(Reading text):
-- Opening Marker --

Very calm and interested, he swam for a bit, then settled back on a rock to watch the interesting, strange creatures peering into his home.

Here’s a link to the Manatee Cam so you can see what a great environment the Mote provides.

I’ve seen several manatee since we moved to Florida, but the Mote manatee, Hugh and Buffett, are “movie stars” compared to wild manatee. Their skin and tails are spotless and perfect. In the wild, manatee are covered by all manner of sea creatures and usually as well as sadly, many scars. Despite laws to protect them and lots of education, they are still injured by boating mishaps. They still suffer because of boating destruction of the sea grass they eat.

This is my best manatee picture from the aquarium – is it Hugh or Buffett – I don’t know!

I also had an interesting visit with one of the sea turtles that lives at the aquarium. They care for several sea turtles, all of which are rescues and which have different injuries or other circumstances that mean they won’t be able to safely return to the wild. Again, as everyone who knows me knows, sea turtles are among my favorite living creatures. One of the high points of my life was swimming alongside of one while snorkeling in Kauai.

-- Closing Marker --

(Task to carry out): Copy word for word the part of the passage about the Mote aquarium that opens with the words "Very calm and" and closes with "grass they eat.".

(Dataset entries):
-- Opening Marker --

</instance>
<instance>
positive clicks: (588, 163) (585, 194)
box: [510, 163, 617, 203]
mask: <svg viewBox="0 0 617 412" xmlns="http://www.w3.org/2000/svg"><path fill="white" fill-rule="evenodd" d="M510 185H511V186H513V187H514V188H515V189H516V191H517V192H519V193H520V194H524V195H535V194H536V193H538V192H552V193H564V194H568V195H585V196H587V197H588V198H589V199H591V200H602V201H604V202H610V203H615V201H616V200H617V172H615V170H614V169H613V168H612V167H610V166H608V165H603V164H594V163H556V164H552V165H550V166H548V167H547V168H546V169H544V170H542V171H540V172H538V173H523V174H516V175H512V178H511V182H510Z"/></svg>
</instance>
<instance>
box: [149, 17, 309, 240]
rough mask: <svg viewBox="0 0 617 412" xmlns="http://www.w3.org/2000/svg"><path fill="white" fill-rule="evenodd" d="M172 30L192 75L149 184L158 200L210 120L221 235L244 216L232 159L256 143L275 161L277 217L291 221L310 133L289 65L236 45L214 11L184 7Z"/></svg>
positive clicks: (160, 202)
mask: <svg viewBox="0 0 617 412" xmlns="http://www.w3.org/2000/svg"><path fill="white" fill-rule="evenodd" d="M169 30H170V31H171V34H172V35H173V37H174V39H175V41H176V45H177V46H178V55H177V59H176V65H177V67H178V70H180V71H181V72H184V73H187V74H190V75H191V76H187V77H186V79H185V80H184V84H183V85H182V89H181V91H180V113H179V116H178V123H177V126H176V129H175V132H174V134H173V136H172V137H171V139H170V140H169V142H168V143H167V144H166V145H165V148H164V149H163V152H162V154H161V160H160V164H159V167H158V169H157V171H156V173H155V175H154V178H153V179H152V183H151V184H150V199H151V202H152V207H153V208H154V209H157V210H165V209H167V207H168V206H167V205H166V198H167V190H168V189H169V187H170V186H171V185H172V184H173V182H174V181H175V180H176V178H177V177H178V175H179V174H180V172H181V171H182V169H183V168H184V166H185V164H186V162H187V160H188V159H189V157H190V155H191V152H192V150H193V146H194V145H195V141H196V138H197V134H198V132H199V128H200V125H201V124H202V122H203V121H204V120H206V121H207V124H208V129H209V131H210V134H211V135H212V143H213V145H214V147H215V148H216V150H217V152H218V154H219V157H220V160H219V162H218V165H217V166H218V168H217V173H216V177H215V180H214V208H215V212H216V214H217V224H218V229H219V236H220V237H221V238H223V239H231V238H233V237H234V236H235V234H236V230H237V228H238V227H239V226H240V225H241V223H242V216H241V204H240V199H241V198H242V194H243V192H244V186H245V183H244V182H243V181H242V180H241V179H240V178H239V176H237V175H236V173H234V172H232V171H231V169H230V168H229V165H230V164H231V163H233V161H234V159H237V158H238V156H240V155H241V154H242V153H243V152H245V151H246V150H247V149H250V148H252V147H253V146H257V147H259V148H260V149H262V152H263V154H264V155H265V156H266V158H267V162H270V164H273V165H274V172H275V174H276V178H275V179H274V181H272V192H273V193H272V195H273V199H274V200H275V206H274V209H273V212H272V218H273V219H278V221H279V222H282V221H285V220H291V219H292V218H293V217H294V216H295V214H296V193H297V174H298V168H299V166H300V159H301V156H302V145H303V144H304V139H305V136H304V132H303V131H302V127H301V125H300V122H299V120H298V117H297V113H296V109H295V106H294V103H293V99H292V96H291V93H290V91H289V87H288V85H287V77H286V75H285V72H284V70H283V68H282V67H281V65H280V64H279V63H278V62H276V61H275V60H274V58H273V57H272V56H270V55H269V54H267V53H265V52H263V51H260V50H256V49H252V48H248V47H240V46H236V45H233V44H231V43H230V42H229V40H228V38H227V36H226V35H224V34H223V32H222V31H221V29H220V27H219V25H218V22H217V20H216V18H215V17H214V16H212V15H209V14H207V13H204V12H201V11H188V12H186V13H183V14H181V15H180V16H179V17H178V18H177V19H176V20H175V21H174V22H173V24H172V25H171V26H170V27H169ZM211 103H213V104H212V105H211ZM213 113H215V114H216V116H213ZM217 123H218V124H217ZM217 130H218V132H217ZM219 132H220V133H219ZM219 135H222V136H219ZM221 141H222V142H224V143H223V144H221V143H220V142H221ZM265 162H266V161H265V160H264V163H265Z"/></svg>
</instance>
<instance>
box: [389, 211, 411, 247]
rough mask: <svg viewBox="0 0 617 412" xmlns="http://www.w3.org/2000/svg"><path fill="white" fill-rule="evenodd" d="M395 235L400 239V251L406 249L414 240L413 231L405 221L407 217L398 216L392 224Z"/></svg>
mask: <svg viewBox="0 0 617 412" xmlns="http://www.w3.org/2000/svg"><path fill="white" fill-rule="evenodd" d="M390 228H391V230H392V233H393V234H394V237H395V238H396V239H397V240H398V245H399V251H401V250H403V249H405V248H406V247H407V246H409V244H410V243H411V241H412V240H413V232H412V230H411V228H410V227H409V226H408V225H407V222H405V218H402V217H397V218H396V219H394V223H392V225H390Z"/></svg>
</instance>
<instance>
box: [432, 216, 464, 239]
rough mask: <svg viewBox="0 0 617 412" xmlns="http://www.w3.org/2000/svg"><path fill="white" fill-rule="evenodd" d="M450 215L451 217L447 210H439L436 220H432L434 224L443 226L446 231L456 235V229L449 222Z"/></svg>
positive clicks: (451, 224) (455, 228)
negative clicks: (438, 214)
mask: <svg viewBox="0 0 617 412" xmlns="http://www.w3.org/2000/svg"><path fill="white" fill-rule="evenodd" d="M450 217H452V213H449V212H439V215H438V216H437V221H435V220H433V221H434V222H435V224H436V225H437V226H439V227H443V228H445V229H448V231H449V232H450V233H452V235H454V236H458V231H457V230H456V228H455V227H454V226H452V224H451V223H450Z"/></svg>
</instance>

-- Closing Marker --

(Reply to the exercise):
Very calm and interested, he swam for a bit, then settled back on a rock to watch the interesting, strange creatures peering into his home.

Here’s a link to the Manatee Cam so you can see what a great environment the Mote provides.

I’ve seen several manatee since we moved to Florida, but the Mote manatee, Hugh and Buffett, are “movie stars” compared to wild manatee. Their skin and tails are spotless and perfect. In the wild, manatee are covered by all manner of sea creatures and usually as well as sadly, many scars. Despite laws to protect them and lots of education, they are still injured by boating mishaps. They still suffer because of boating destruction of the sea grass they eat.